• _页面_:
#####

FROM python:3.9-slim

WORKDIR /app

# 安装系统依赖
RUN apt-get update && apt-get install -y \
    poppler-utils \
    tesseract-ocr \
    tesseract-ocr-chi-sim \
    libgl1 \
    libglib2.0-0 \
    && rm -rf /var/lib/apt/lists/*

# 复制项目文件
COPY requirements.txt .
RUN pip install -r requirements.txt

COPY . .

# 创建必要的目录
RUN mkdir -p uploads generated_images chroma_db

EXPOSE 8000

CMD ["uvicorn", "main:app", "--host", "0.0.0.0", "--port", "8000"]

创建docker-compose.yml:

version: '3.8'

services:
  historical-agent:
    build: .
    ports:
      - "8000:8000"
    volumes:
      - ./uploads:/app/uploads
      - ./generated_images:/app/generated_images
      - ./chroma_db:/app/chroma_db
    environment:
      - OPENAI_API_KEY=${OPENAI_API_KEY}
    restart: unless-stopped

  redis:
    image: redis:alpine
    ports:
      - "6379:6379"

#####

• _任务 1_:
选出条目中所有包含单词“know”的行，逐行照抄，区分大小写。

#####

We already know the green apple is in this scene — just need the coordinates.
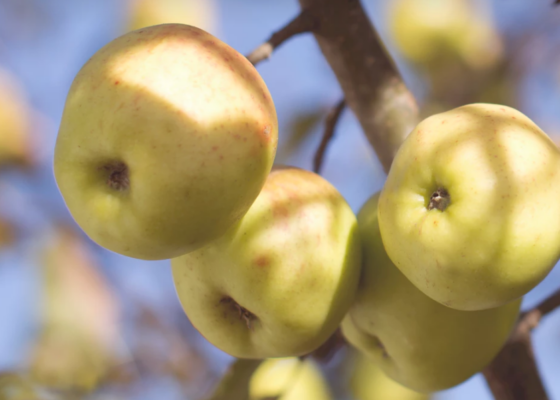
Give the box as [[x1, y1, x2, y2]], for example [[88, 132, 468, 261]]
[[388, 0, 502, 69], [249, 358, 332, 400], [0, 68, 34, 167], [171, 168, 361, 358], [342, 195, 521, 392], [379, 104, 560, 310], [350, 351, 429, 400], [54, 24, 278, 260], [128, 0, 216, 32]]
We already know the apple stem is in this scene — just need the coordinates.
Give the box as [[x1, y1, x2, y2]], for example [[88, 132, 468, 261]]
[[220, 296, 257, 331], [102, 162, 130, 191], [428, 188, 451, 211]]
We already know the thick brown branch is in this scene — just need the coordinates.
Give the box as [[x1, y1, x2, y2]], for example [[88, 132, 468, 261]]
[[313, 99, 346, 173], [484, 290, 560, 400], [247, 10, 317, 65], [299, 0, 418, 171]]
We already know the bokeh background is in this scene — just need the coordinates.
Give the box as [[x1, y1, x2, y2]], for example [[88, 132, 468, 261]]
[[0, 0, 560, 400]]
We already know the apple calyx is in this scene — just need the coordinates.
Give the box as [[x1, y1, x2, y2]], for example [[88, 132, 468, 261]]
[[220, 296, 257, 331], [373, 336, 389, 359], [101, 162, 130, 191], [428, 187, 451, 211]]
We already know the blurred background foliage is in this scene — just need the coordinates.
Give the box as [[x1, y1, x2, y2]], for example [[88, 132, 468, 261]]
[[0, 0, 560, 400]]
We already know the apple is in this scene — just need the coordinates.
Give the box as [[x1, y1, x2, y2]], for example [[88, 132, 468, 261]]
[[388, 0, 503, 69], [29, 227, 118, 390], [127, 0, 216, 31], [350, 351, 429, 400], [171, 168, 361, 358], [0, 68, 34, 167], [342, 195, 521, 393], [54, 24, 278, 260], [379, 104, 560, 310], [249, 357, 332, 400]]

#####

• _任务 2_:
把 Docker 配置中以“WORKDIR /app”开始、以“COPY requirements.txt .”结束的部分一字不改地重新给出。

• _任务结果 1_:
We already know the green apple is in this scene — just need the coordinates.
We already know the apple stem is in this scene — just need the coordinates.
We already know the thick brown branch is in this scene — just need the coordinates.
We already know the bokeh background is in this scene — just need the coordinates.
We already know the apple calyx is in this scene — just need the coordinates.
We already know the blurred background foliage is in this scene — just need the coordinates.
We already know the apple is in this scene — just need the coordinates.

• _任务结果 2_:
WORKDIR /app

# 安装系统依赖
RUN apt-get update && apt-get install -y \
    poppler-utils \
    tesseract-ocr \
    tesseract-ocr-chi-sim \
    libgl1 \
    libglib2.0-0 \
    && rm -rf /var/lib/apt/lists/*

# 复制项目文件
COPY requirements.txt .